— What is needed —
Copy out nothing but the line containing "In this exercise you will indicate the grass" and the lines that follow it to the end of the entries, exactly as they stand.

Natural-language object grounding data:
########
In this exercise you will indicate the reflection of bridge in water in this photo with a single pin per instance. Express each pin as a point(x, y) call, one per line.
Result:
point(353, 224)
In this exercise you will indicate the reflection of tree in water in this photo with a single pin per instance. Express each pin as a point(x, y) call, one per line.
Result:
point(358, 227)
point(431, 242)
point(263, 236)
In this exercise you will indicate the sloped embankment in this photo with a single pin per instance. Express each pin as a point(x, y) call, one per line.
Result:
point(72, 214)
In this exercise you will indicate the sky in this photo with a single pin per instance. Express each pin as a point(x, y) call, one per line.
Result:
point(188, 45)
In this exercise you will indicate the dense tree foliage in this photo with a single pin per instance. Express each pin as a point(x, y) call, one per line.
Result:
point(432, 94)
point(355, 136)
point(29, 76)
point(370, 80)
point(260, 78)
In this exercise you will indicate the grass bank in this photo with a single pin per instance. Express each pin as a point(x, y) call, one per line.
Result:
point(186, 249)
########
— Solution to this exercise —
In this exercise you will indicate the grass bank in this photo with a single pin per instance. Express each pin as a point(x, y) call, one per line.
Result:
point(186, 249)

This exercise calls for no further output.